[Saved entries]
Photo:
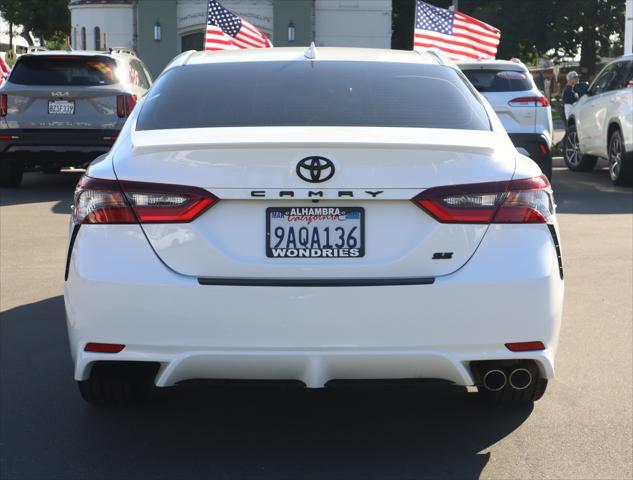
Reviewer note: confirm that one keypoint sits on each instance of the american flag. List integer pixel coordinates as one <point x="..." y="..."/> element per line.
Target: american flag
<point x="456" y="35"/>
<point x="225" y="31"/>
<point x="4" y="71"/>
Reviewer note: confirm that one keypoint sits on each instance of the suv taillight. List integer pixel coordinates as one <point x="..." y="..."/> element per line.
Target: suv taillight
<point x="111" y="201"/>
<point x="517" y="201"/>
<point x="529" y="102"/>
<point x="125" y="104"/>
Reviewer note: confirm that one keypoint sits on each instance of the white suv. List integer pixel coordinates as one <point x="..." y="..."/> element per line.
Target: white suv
<point x="522" y="108"/>
<point x="361" y="215"/>
<point x="601" y="123"/>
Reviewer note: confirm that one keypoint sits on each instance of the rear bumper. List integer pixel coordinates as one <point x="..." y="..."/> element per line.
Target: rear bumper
<point x="65" y="147"/>
<point x="510" y="291"/>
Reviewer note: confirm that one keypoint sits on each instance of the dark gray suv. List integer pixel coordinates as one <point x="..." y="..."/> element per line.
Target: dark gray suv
<point x="61" y="109"/>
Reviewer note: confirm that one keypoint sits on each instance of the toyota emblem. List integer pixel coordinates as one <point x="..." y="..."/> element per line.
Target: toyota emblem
<point x="315" y="169"/>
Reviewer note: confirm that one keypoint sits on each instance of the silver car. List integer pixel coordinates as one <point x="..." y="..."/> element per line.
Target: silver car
<point x="61" y="109"/>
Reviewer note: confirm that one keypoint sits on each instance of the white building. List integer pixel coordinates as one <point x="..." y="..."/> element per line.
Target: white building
<point x="160" y="29"/>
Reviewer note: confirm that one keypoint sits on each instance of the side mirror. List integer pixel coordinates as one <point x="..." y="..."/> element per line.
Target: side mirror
<point x="581" y="88"/>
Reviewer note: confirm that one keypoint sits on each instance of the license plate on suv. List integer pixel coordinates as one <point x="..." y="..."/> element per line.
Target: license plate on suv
<point x="315" y="232"/>
<point x="61" y="107"/>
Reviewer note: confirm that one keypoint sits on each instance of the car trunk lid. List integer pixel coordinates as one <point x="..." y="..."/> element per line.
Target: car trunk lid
<point x="253" y="171"/>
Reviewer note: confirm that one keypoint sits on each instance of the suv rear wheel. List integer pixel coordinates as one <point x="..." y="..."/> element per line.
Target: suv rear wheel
<point x="620" y="164"/>
<point x="575" y="160"/>
<point x="10" y="173"/>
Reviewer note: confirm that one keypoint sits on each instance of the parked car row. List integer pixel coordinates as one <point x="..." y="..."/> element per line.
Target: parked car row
<point x="61" y="109"/>
<point x="347" y="193"/>
<point x="601" y="123"/>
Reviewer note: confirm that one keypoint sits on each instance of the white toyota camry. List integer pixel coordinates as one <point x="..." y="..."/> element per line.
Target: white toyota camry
<point x="324" y="216"/>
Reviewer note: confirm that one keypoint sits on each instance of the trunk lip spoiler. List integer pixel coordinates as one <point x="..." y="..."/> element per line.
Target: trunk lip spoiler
<point x="316" y="282"/>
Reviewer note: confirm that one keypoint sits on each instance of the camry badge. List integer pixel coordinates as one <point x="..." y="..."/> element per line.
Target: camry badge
<point x="315" y="169"/>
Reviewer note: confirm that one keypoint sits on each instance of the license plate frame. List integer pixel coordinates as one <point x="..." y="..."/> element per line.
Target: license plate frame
<point x="61" y="107"/>
<point x="354" y="215"/>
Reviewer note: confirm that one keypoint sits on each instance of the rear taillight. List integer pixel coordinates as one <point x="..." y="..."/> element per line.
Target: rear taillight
<point x="110" y="201"/>
<point x="517" y="201"/>
<point x="103" y="347"/>
<point x="125" y="104"/>
<point x="525" y="346"/>
<point x="529" y="102"/>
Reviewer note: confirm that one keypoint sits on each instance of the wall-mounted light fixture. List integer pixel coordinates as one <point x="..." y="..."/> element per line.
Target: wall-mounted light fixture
<point x="292" y="31"/>
<point x="157" y="32"/>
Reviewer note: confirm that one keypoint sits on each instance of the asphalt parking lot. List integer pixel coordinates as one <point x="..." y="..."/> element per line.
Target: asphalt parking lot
<point x="581" y="429"/>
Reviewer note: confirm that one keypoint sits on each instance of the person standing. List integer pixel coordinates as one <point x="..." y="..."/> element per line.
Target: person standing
<point x="569" y="96"/>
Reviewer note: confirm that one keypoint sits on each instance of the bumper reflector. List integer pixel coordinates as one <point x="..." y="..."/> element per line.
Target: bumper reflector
<point x="103" y="347"/>
<point x="525" y="346"/>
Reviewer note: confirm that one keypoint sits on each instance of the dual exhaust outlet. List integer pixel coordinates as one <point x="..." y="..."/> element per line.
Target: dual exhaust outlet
<point x="496" y="379"/>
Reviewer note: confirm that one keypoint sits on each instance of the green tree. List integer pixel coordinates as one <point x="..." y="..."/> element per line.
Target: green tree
<point x="593" y="26"/>
<point x="44" y="18"/>
<point x="532" y="29"/>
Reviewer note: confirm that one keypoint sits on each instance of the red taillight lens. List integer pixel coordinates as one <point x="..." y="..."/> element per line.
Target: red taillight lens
<point x="525" y="346"/>
<point x="110" y="201"/>
<point x="125" y="104"/>
<point x="529" y="102"/>
<point x="103" y="347"/>
<point x="517" y="201"/>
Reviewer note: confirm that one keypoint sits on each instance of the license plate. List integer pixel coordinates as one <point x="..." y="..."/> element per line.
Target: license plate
<point x="61" y="107"/>
<point x="315" y="232"/>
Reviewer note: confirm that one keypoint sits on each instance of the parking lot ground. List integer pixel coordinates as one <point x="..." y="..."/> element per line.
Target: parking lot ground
<point x="581" y="429"/>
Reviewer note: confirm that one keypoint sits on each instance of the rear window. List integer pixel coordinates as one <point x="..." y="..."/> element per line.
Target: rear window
<point x="499" y="80"/>
<point x="65" y="71"/>
<point x="322" y="93"/>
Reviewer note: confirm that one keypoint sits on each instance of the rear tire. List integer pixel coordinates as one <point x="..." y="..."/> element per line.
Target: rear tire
<point x="51" y="169"/>
<point x="114" y="384"/>
<point x="10" y="173"/>
<point x="574" y="159"/>
<point x="620" y="163"/>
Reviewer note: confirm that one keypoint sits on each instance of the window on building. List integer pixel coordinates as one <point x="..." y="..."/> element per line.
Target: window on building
<point x="192" y="41"/>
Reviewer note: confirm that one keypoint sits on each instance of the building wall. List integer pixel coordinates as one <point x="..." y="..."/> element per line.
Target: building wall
<point x="192" y="14"/>
<point x="115" y="20"/>
<point x="298" y="12"/>
<point x="353" y="23"/>
<point x="19" y="42"/>
<point x="156" y="54"/>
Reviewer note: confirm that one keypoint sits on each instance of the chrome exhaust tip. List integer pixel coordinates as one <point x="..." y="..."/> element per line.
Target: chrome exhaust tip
<point x="494" y="380"/>
<point x="520" y="378"/>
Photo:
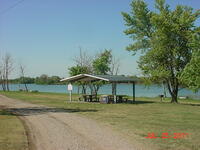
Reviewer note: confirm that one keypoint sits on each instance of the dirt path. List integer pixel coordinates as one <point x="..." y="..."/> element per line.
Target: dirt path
<point x="61" y="129"/>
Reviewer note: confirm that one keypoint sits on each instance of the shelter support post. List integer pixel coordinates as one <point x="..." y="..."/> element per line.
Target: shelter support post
<point x="133" y="91"/>
<point x="114" y="91"/>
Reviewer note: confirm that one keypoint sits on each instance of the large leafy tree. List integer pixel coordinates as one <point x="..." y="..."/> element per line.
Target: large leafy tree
<point x="101" y="66"/>
<point x="166" y="38"/>
<point x="191" y="73"/>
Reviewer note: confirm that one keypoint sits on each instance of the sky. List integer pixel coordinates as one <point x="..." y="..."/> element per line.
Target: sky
<point x="45" y="35"/>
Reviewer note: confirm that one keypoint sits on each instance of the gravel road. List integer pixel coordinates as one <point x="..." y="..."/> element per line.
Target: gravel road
<point x="61" y="129"/>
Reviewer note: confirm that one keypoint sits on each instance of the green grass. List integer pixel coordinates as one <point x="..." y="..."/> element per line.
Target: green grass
<point x="135" y="121"/>
<point x="12" y="133"/>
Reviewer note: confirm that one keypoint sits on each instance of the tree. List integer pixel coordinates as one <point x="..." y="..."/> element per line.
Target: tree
<point x="191" y="73"/>
<point x="101" y="66"/>
<point x="165" y="39"/>
<point x="6" y="69"/>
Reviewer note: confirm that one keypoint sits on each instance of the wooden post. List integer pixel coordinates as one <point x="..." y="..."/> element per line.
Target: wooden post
<point x="114" y="91"/>
<point x="133" y="91"/>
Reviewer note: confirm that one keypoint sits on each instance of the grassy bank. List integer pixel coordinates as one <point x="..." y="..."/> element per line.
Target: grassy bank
<point x="135" y="121"/>
<point x="12" y="133"/>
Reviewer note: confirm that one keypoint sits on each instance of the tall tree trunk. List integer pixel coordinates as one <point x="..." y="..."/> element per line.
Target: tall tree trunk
<point x="173" y="90"/>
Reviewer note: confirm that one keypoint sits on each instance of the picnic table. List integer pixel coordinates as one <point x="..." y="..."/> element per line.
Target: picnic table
<point x="111" y="99"/>
<point x="89" y="97"/>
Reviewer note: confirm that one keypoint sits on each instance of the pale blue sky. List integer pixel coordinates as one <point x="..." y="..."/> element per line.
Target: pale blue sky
<point x="45" y="35"/>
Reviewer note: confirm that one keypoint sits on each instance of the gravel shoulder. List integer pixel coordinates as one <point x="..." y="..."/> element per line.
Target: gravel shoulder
<point x="56" y="129"/>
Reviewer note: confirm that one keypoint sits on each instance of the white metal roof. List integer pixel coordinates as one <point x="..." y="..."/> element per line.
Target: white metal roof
<point x="108" y="78"/>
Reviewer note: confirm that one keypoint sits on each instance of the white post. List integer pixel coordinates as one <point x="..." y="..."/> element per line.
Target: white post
<point x="70" y="88"/>
<point x="70" y="94"/>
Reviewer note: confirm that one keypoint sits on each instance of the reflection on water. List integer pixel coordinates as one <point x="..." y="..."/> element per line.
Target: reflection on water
<point x="125" y="89"/>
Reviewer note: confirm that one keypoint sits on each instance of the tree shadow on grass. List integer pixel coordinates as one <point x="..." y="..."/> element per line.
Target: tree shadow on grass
<point x="42" y="110"/>
<point x="190" y="104"/>
<point x="139" y="102"/>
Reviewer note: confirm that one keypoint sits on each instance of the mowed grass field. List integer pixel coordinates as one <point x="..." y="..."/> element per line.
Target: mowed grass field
<point x="12" y="133"/>
<point x="135" y="121"/>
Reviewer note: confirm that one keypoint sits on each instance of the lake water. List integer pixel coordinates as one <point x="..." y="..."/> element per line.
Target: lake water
<point x="124" y="89"/>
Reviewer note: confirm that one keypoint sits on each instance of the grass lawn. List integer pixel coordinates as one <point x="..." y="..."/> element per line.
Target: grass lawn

### Task directions
Identify every line above that includes the word "lawn", and show those lines.

### Output below
Reviewer note: confirm that one keypoint sits on each instance of the grass lawn. List integer pixel coordinates as one <point x="..." y="..."/> element per line.
Target: grass lawn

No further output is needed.